PAGE EXTRACT:
The Federal Reserve has been tapping the brakes on the economy and the labor market for nearly two years, trying to stem what was the highest inflation in four decades. The central bank raised its benchmark rate 11 times since March of 2022 as part of that effort.
Yet for months it seemed as though the aggressive actions from the Fed had little impact and companies have been forced to pay more to land employees.
Cracks, however, may be starting to show.
Overall, 1.87 million people were collecting unemployment benefits the week that ended Nov. 4, about 32,000 more than the previous week and the most in almost two years. It was the sixth straight week that continuing claims rose.
“Job growth remains strong, and businesses have yet to start reducing their workforce in a significant way,” said Rubeela Farooqi, chief U.S. economist for High Frequency Economics. “But the continuing claims data are pointing to some softening in labor demand, in line with what the Fed wants to see.”
Economists suggest that continuing claims are steadily rising because many of those who are already unemployed may now be having a harder time finding work, an indication that the labor market is looser than it's been in the post-pandemic era.

DATA EXTRACT:
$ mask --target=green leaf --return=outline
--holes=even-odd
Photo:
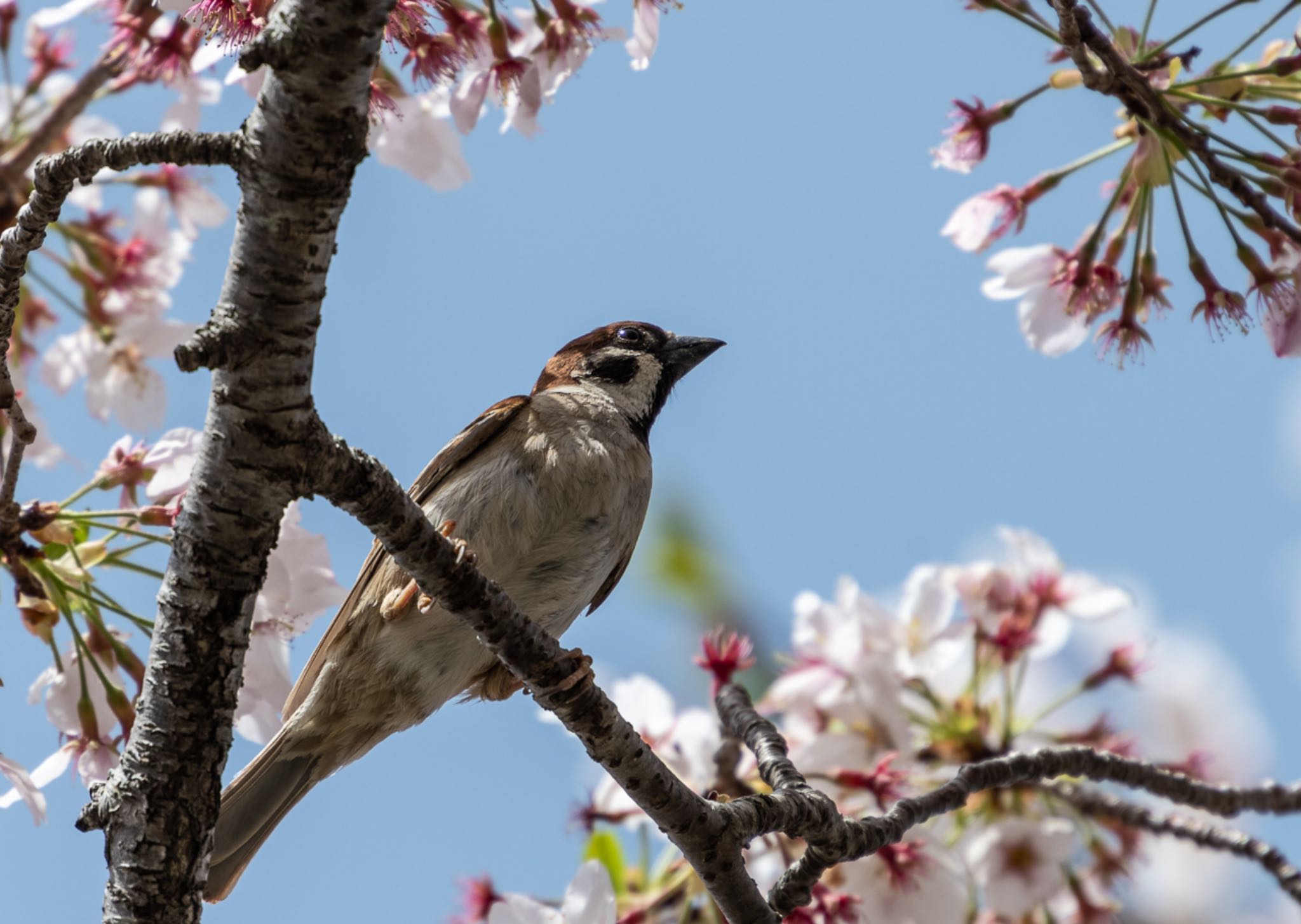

TASKS TO CARRY OUT:
A) In the article on the Federal Reserve and the labor market, how many people were collecting unemployment benefits in the week that ended Nov. 4?
B) Write the next part of the article on the Federal Reserve and the labor market, picking up after its last sentence.

WRITTEN ANSWERS:
A) 1.87 million

B)
U.S. employers slowed their hiring in October, adding a modest but decent 150,000 jobs. It's only the third time in almost three years that monthly job gains have come in under 200,000. Yet all three of those instances have come in the past five months.
“The claims data are consistent with a job market that is cooling enough to keep rate hikes off the table, but too strong to make rate cuts a consideration any time soon,” said economist Nancy Vanden Houten of Oxford Economics. “The Fed is surely encouraged by recent inflation data but needs to see a further slowdown in the labor market and wage growth to be persuaded that inflation is on a sustainable path back to 2%.”
Fed officials opted to leave the benchmark rate alone at their most recent policy meeting. Another increase before the end of the year has not been ruled out, yet recent data showed that inflation is continuing to ebb, a priority for Fed Chair Jerome Powell.
Overall inflation didn’t rise from September to October, the first time that consumer prices collectively haven’t budged from one month to another in more than a year. Compared with a year earlier, prices rose 3.2% in October, the smallest such rise since June, though still above the Fed’s 2% inflation target.
The four-week moving average of jobless claim applications, which flattens out some of weekly volatility, rose by 7,750 to 220,250.